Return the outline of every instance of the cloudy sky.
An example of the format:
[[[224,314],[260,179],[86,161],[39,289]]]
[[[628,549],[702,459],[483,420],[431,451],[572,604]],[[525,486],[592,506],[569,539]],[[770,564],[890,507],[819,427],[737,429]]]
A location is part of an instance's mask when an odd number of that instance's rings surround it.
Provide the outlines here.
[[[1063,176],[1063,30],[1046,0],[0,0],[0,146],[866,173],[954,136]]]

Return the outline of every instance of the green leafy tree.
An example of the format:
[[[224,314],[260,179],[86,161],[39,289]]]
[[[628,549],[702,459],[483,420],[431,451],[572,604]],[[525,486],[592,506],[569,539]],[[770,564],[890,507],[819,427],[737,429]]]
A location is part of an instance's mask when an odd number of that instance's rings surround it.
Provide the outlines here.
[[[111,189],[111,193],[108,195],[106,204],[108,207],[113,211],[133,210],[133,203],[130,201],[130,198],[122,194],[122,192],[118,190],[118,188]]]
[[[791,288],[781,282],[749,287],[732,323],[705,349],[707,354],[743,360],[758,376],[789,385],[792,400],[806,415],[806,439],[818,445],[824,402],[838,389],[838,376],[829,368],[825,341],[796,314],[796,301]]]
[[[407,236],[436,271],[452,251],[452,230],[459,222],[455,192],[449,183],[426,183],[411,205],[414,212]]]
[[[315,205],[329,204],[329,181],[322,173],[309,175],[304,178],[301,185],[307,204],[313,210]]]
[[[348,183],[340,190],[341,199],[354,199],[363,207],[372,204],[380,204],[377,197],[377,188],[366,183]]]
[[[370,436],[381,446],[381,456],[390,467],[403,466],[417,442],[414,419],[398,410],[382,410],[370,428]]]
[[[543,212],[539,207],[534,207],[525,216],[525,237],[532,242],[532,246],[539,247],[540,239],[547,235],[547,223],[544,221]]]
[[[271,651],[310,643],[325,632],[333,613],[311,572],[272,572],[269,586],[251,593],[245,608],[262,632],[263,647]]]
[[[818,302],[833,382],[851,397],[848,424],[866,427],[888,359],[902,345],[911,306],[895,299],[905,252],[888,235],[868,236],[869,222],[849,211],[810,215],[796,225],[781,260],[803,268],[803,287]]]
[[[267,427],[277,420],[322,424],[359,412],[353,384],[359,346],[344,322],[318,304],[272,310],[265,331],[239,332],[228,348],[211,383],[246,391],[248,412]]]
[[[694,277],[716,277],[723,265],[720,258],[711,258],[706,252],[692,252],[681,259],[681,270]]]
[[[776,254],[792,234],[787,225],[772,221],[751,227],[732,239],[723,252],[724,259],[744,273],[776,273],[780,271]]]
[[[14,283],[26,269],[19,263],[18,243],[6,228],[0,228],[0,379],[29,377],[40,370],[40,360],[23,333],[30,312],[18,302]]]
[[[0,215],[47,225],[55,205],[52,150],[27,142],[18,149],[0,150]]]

━━━

Zu erledigen:
Gib jede Zeile der Liste zurück, in der das Wort „every“ vorkommt. Achte dabei auf Groß- und Kleinschreibung.

Lösung:
Return the outline of every instance of the cloudy sky.
Return the outline of every instance of the green leafy tree.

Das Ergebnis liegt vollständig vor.